begin EXCERPTED PASSAGE

Second Grade Practice and Game Plans

Remember these are general guidelines. Each player is different and will arrive at a practice or game in hopes of getting something specific. If you do not provide every player exactly what they want every day, don’t worry, the goal is they want to come back for another season of soccer.

There are four parts of the game of soccer: Technique, Tactics, Fitness, and Mentality.

In the beginning, players should focus on technique, a bit of tactics, and learning the game and develop/progress from there each year as they get older and more mature. Once they arrive in 2nd grade and if they have played on a team in the past, they are ready to understand more nuances of the game. Some guidelines that are important for player development include:


Develop the skill of dribbling using each surface of both feet.

Practice and ask them to touch the ball with the inside, outside and sole of both feet… be creative.

end EXCERPTED PASSAGE

WHAT YOU WILL DO:
1. Answer these questions using the soccer guidelines:
(a) What goal is given for the players?
(b) What should players focus on in the beginning?
(c) With which parts of both feet should players touch the ball in practice?
2. List the parts of the game of soccer named in the soccer guidelines.

begin AVAILABLE DATA

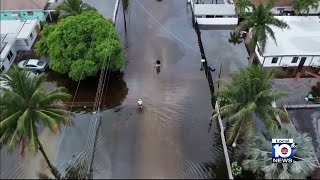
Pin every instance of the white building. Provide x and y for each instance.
(297, 46)
(16, 35)
(215, 16)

end AVAILABLE DATA

PROBLEM SOLUTIONS:
1.
(a) That they want to come back for another season of soccer.
(b) Technique, a bit of tactics, and learning the game.
(c) The inside, the outside, and the sole.

2. Technique, Tactics, Fitness, Mentality